What this task involves:
Identify each line below that contains the word "vegetation" and copy those lines. Case matters.

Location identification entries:

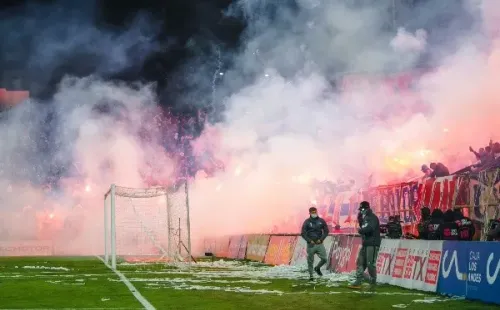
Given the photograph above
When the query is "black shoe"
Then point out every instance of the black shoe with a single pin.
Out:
(318, 271)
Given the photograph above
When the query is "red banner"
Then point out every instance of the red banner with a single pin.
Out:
(280, 250)
(344, 253)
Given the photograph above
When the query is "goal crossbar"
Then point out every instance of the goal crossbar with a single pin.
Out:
(169, 234)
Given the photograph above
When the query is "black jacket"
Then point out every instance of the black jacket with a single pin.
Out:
(423, 229)
(314, 229)
(370, 230)
(449, 231)
(494, 231)
(435, 229)
(466, 229)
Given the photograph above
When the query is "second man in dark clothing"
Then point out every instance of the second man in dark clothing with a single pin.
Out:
(370, 235)
(314, 232)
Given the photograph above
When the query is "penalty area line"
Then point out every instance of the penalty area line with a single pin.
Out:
(144, 302)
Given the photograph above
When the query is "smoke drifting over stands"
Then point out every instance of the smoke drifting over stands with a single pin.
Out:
(254, 98)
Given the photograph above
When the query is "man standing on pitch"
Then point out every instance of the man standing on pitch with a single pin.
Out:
(315, 231)
(370, 235)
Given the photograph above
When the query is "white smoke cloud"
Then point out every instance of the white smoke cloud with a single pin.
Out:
(290, 124)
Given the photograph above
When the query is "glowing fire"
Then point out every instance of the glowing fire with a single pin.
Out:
(237, 172)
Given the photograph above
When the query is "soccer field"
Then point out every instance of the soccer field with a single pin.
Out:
(86, 283)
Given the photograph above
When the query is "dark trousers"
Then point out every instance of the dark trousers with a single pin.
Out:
(367, 259)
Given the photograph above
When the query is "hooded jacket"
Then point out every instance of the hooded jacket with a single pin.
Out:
(449, 228)
(370, 229)
(425, 213)
(435, 226)
(466, 228)
(314, 229)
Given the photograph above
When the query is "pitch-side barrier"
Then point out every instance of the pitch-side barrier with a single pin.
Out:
(455, 268)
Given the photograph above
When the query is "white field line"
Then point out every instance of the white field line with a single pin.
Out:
(144, 302)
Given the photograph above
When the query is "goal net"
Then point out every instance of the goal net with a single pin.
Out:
(146, 225)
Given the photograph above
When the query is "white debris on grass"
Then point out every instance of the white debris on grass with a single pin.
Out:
(226, 289)
(46, 268)
(187, 280)
(426, 300)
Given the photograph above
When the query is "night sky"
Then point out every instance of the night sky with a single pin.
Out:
(182, 37)
(185, 32)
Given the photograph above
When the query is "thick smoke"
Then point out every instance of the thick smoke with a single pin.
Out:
(303, 101)
(291, 125)
(59, 156)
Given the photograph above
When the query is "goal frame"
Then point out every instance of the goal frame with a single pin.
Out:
(110, 222)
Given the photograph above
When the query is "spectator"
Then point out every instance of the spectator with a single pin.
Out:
(425, 213)
(394, 229)
(496, 150)
(426, 170)
(479, 155)
(449, 227)
(466, 229)
(494, 231)
(439, 170)
(434, 228)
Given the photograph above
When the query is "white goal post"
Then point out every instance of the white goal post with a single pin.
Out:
(148, 224)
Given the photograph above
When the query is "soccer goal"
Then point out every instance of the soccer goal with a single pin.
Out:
(147, 225)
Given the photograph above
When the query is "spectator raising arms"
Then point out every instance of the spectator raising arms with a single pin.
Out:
(439, 170)
(427, 172)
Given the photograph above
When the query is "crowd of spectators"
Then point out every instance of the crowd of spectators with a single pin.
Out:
(448, 225)
(435, 170)
(487, 157)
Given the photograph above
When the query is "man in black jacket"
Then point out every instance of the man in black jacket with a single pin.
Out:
(367, 257)
(466, 228)
(422, 227)
(314, 232)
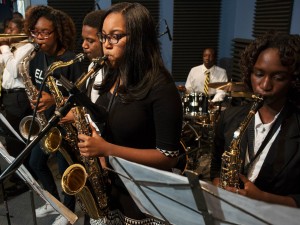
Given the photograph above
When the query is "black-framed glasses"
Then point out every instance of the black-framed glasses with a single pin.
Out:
(44, 34)
(112, 38)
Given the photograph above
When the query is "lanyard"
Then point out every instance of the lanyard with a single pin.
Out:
(250, 136)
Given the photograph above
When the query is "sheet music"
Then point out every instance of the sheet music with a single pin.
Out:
(167, 195)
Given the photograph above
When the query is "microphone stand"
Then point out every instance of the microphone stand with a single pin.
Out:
(58, 114)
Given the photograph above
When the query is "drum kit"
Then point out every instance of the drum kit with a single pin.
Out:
(200, 118)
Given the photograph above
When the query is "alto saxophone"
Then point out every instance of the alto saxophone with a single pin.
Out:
(51, 141)
(85, 179)
(231, 161)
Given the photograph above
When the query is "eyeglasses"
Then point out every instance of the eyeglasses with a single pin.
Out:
(112, 38)
(44, 34)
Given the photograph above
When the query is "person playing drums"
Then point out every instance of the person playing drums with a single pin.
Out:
(197, 77)
(198, 95)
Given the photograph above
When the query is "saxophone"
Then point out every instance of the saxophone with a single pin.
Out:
(231, 161)
(51, 142)
(86, 179)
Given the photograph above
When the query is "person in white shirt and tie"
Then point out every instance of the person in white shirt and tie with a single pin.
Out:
(196, 78)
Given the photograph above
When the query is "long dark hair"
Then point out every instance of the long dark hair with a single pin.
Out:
(288, 46)
(142, 66)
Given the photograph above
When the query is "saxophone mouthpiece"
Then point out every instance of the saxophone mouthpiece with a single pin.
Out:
(100, 60)
(36, 46)
(79, 57)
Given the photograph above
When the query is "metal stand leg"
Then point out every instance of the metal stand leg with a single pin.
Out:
(32, 207)
(5, 202)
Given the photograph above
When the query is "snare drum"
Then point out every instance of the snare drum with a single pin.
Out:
(194, 104)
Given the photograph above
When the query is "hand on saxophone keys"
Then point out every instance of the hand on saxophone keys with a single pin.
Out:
(45, 102)
(90, 146)
(250, 190)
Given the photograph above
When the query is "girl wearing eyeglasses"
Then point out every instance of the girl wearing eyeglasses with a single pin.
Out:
(144, 108)
(54, 31)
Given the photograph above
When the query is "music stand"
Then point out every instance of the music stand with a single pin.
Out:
(169, 197)
(25, 175)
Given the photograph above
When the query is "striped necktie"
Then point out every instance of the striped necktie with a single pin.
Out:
(206, 82)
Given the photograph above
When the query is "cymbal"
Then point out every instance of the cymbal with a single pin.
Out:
(228, 86)
(241, 94)
(181, 88)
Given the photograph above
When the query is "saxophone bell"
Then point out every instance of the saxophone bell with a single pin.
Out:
(231, 161)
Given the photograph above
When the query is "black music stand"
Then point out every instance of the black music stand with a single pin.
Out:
(24, 174)
(169, 197)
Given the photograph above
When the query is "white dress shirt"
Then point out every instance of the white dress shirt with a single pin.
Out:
(11, 78)
(196, 79)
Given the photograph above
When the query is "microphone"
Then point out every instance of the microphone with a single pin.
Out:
(168, 31)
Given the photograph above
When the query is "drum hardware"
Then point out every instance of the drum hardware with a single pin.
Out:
(241, 94)
(181, 88)
(229, 86)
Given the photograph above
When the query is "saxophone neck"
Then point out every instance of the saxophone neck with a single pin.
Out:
(58, 64)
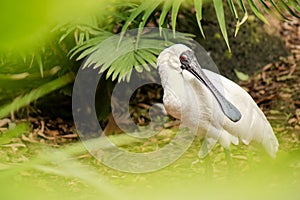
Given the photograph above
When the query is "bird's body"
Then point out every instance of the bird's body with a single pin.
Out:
(196, 103)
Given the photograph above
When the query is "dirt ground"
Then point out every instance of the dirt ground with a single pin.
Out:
(275, 88)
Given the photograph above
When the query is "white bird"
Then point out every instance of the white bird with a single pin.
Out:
(221, 110)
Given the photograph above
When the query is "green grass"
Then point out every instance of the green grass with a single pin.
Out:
(35, 171)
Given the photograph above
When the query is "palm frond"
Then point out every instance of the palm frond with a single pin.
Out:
(218, 4)
(120, 54)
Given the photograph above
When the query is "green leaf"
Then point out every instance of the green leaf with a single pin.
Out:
(166, 8)
(232, 9)
(286, 6)
(245, 17)
(278, 9)
(198, 8)
(221, 19)
(36, 93)
(175, 9)
(40, 63)
(257, 12)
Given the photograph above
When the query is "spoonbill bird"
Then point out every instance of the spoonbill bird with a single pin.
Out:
(220, 109)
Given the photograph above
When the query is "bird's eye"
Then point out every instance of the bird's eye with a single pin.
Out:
(183, 58)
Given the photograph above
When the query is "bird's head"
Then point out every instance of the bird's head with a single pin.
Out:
(180, 57)
(170, 57)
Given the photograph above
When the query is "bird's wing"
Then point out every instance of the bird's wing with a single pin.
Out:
(253, 125)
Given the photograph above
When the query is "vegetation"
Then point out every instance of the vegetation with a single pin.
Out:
(43, 46)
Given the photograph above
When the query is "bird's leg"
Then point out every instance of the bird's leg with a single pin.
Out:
(228, 159)
(203, 154)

Answer:
When the query is "vegetation"
Then point out every instance of the vegetation with a single pin.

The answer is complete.